┌─ Extract to read

Thank you.  So it seems that the problem does not trigger in Spec but I
was also wondering if our current predict.def values are anywhere near
to reality.

THe table reads as follows:  
 - BRANCHES is number of branches the heuristics hit on (so extra loop
   exit has 80 and therefore we do not have that good statistics on it)
 - HITRATE is the probability that the prediction goes given direction
   during the train run.
   after / is the value which would be reached by perfect predictor
   (which predict branch to the direction that dominates during train)
   Extra loop exit is 81% out of 89% so it is pretty close to optimum
 - COVERAGE is how many times the predicted branch was executed

In general the idea is that for most heuristics (wihch can not determine
exact value like loop iteraitons) HITRATE values can be put to
predict.def so the Dempster-Shafer formula (DS theory) combines the
hypothesis sort of realistically (it assumes that all the predictors are
staistically independent which they are not).

We have HITRATE 67 for extra loop exit which is bit off what we do have
in the measured data, but I think our predict.def is still based on
spec2006 numbers.

So the patch is OK.  Perhaps we could experiment with updating
predict.def (It does develop even when run across same benchmark suite
since early optimizations change - this stage1 I think the threading
work definitly affects the situation substantially)

Honza
> 
> Loop count: 38058
>   avg. # of iter: 8403.32
>   median # of iter: 7.00
>   avg. (1% cutoff) # of iter: 173.72
>   avg. (5% cutoff) # of iter: 54.90
>   avg. (10% cutoff) # of iter: 35.20
>   avg. (20% cutoff) # of iter: 26.35
>   avg. (30% cutoff) # of iter: 21.87
> 
> 
> -- 
> Thanks,
> Xionghu

└─

## What to work on:
A. Retype the part of the branch prediction message that begins at the words "We have HITRATE" and stops after "spec2006 numbers.".
B. Translate this sentence from the branch prediction message into Spanish: "So it seems that the problem does not trigger in Spec but I was also wondering if our current predict.def values are anywhere near to reality."

┌─ Given information

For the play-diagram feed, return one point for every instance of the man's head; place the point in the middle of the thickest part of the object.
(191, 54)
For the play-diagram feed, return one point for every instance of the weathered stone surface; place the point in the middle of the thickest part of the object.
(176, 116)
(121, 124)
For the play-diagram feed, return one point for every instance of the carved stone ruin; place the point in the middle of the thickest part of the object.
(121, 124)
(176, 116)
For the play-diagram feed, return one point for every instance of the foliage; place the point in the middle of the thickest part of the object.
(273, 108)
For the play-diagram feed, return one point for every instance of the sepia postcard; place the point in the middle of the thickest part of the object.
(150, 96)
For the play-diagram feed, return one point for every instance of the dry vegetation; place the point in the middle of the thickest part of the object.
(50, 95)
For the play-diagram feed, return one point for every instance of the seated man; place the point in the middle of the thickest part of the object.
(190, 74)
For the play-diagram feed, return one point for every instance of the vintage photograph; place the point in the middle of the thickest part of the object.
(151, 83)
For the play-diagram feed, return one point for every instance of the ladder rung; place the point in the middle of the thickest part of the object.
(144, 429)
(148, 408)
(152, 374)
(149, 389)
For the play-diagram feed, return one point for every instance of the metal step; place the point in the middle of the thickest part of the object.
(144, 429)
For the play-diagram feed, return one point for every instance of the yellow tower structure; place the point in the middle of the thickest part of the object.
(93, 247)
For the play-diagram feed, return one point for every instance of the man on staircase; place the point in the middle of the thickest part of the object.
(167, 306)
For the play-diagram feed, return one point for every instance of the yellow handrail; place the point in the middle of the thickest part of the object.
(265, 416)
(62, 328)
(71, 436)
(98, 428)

└─

## Solved problems:
A.
We have HITRATE 67 for extra loop exit which is bit off what we do have
in the measured data, but I think our predict.def is still based on
spec2006 numbers.

B. Así que parece que el problema no se produce en Spec, pero también me preguntaba si nuestros valores actuales de predict.def se acercan en algo a la realidad.